**The problem:** Find the line containing "carpeted aisle in the photo above.". Reproduce it and every line after it up to the end of the records, exactly as written.

**Data excerpts:**
--

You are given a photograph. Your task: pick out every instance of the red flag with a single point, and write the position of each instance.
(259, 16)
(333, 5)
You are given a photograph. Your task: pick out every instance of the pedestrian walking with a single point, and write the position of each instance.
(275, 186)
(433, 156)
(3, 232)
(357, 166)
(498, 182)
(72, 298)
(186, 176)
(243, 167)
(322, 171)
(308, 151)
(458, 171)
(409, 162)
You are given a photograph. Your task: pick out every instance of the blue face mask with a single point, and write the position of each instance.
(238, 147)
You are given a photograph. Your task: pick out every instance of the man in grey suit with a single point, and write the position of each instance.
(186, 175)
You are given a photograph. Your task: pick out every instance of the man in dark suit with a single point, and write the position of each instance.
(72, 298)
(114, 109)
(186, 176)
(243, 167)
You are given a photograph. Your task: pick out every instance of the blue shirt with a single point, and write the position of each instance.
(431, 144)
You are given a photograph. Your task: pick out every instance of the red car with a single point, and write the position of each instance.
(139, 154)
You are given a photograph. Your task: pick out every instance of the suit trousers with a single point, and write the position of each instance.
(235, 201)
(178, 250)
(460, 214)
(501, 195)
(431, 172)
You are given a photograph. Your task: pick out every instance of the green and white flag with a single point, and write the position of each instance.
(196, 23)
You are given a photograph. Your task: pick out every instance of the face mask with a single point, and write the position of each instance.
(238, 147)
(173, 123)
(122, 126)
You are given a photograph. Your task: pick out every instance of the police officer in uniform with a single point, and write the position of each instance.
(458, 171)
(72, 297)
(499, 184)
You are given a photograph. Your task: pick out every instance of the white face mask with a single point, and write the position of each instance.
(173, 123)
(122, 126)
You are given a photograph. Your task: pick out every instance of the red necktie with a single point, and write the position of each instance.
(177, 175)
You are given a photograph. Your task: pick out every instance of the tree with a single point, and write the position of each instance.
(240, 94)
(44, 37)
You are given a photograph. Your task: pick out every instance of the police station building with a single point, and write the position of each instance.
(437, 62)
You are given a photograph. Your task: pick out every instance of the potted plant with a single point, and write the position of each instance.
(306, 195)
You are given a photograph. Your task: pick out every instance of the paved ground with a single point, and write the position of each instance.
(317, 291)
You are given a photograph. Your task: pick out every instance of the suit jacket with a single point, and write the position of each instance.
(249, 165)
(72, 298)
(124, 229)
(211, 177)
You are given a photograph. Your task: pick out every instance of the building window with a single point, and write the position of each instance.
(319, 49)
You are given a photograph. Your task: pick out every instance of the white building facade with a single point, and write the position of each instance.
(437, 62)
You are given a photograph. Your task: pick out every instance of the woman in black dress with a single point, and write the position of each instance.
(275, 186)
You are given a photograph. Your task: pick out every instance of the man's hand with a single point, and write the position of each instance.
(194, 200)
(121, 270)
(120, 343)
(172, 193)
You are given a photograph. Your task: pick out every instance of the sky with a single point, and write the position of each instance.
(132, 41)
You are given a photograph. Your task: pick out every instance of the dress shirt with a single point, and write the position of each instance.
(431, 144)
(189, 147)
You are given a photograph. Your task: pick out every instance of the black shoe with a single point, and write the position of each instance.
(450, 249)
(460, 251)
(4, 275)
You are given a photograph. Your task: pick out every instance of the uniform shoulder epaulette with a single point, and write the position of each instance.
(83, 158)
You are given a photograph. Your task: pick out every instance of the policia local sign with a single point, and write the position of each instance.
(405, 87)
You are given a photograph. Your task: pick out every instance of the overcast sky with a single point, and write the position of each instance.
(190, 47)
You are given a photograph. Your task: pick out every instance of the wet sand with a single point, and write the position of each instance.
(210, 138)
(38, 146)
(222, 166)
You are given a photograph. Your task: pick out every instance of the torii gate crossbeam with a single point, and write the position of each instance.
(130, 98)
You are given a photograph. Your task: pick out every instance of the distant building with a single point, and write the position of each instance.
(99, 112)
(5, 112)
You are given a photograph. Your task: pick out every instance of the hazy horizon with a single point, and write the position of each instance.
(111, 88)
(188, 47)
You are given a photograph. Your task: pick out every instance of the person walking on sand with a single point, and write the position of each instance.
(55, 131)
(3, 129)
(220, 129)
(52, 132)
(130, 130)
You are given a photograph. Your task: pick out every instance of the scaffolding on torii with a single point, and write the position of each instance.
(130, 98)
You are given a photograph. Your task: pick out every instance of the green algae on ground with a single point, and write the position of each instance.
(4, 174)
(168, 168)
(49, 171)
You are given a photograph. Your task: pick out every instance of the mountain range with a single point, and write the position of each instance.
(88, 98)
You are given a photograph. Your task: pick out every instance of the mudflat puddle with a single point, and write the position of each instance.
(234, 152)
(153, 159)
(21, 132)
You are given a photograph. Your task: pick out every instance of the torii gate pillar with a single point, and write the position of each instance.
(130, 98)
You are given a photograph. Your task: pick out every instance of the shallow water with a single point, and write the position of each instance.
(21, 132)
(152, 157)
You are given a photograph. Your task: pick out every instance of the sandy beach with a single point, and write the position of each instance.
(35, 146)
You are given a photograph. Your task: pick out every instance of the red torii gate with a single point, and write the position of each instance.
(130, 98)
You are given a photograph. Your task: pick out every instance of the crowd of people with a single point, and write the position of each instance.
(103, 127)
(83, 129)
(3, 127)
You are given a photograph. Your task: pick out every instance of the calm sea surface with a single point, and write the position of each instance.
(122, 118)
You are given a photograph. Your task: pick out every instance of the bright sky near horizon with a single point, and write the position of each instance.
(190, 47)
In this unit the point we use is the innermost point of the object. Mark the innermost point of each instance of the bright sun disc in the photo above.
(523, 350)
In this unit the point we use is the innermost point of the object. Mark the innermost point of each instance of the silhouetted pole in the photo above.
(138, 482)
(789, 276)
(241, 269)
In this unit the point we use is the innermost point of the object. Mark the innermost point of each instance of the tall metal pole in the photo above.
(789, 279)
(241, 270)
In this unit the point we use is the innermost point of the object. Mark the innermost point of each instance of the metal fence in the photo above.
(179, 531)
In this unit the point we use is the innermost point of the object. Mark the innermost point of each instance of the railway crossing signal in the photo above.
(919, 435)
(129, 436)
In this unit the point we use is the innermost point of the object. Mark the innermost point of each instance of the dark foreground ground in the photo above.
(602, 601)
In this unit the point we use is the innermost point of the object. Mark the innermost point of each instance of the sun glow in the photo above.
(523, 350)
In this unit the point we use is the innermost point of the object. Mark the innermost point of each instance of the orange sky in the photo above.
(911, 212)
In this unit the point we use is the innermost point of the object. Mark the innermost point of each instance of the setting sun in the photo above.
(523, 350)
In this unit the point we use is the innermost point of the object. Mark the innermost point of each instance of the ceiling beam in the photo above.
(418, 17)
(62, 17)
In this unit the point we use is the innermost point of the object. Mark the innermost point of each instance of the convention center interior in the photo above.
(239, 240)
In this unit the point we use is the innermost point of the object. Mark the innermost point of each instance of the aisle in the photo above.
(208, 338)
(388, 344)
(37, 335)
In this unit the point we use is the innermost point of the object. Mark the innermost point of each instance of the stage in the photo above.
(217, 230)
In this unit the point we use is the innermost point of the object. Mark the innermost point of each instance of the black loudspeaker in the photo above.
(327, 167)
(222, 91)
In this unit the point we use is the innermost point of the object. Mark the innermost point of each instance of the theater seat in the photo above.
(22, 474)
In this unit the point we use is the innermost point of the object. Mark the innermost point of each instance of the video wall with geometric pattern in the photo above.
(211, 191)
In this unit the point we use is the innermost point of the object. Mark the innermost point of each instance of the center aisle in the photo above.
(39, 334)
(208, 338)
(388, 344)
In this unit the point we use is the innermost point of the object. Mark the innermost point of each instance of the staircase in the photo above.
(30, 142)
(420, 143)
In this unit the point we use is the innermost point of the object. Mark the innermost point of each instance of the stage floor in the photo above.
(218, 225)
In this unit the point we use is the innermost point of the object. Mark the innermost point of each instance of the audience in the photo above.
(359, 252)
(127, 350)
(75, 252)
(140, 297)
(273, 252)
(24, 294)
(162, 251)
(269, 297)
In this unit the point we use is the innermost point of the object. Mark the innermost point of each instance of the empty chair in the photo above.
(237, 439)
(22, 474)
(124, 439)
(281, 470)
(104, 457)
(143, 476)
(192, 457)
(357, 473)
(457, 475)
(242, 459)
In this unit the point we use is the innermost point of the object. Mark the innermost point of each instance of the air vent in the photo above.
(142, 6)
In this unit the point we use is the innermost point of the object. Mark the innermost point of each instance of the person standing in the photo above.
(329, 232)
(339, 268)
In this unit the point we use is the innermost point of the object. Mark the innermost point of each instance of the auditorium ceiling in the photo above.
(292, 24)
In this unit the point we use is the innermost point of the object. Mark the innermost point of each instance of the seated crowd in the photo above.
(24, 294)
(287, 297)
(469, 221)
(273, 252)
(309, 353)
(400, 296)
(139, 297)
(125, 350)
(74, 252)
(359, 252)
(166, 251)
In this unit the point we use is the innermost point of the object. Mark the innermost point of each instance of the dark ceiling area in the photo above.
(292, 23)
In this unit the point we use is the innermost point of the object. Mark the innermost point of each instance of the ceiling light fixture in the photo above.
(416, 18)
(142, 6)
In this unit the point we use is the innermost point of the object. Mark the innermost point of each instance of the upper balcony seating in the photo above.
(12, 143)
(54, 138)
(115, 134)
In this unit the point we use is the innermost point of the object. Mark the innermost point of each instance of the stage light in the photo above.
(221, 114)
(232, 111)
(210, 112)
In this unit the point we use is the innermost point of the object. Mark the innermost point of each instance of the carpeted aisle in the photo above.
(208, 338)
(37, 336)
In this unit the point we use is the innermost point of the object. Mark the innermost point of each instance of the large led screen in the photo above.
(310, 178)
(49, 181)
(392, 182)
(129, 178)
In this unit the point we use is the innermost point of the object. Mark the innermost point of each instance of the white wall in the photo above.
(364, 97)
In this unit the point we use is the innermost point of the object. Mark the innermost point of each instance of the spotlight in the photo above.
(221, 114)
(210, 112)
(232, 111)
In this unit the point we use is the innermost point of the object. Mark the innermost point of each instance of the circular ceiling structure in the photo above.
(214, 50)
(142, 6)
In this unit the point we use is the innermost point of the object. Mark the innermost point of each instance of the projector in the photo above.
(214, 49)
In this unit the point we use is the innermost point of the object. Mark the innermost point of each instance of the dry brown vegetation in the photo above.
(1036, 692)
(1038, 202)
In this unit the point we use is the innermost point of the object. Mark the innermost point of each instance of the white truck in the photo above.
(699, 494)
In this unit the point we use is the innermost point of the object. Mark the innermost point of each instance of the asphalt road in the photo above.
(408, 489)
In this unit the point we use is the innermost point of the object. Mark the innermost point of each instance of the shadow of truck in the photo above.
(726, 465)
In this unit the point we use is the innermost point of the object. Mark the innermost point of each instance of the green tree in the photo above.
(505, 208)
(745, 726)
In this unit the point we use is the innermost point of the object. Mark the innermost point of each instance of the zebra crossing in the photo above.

--

**Exercise result:**
In this unit the point we use is the innermost point of the object. Mark the innermost point of each instance of the carpeted aisle in the photo above.
(208, 338)
(37, 336)
In this unit the point we use is the innermost point of the object. Mark the innermost point of each instance of the large led screen in the photo above.
(310, 178)
(49, 181)
(392, 182)
(129, 178)
In this unit the point we use is the innermost point of the object. Mark the innermost point of each instance of the white wall in the photo above.
(364, 97)
In this unit the point we use is the innermost point of the object. Mark the innermost point of each instance of the spotlight in the photo above.
(221, 114)
(210, 112)
(232, 111)
In this unit the point we use is the innermost point of the object. Mark the innermost point of each instance of the circular ceiling structure in the photo above.
(214, 50)
(142, 6)
In this unit the point we use is the innermost point of the object. Mark the innermost point of each instance of the projector in the photo above.
(214, 49)
In this unit the point we use is the innermost point of the object. Mark the innermost point of each instance of the dry brown vegetation in the photo above.
(1036, 692)
(1038, 202)
In this unit the point we use is the innermost point of the object. Mark the innermost point of each instance of the white truck in the photo above.
(699, 494)
In this unit the point we use is the innermost point of the object. Mark the innermost point of each instance of the asphalt road in the photo above.
(408, 489)
In this unit the point we use is the innermost point of the object. Mark the innermost point of each instance of the shadow of truck in the photo above.
(726, 465)
In this unit the point we use is the innermost point of the object. Mark the innermost point of each instance of the green tree in the photo above.
(505, 208)
(745, 726)
In this unit the point we use is the innermost point of the object. Mark the innermost point of each instance of the zebra crossing in the photo above.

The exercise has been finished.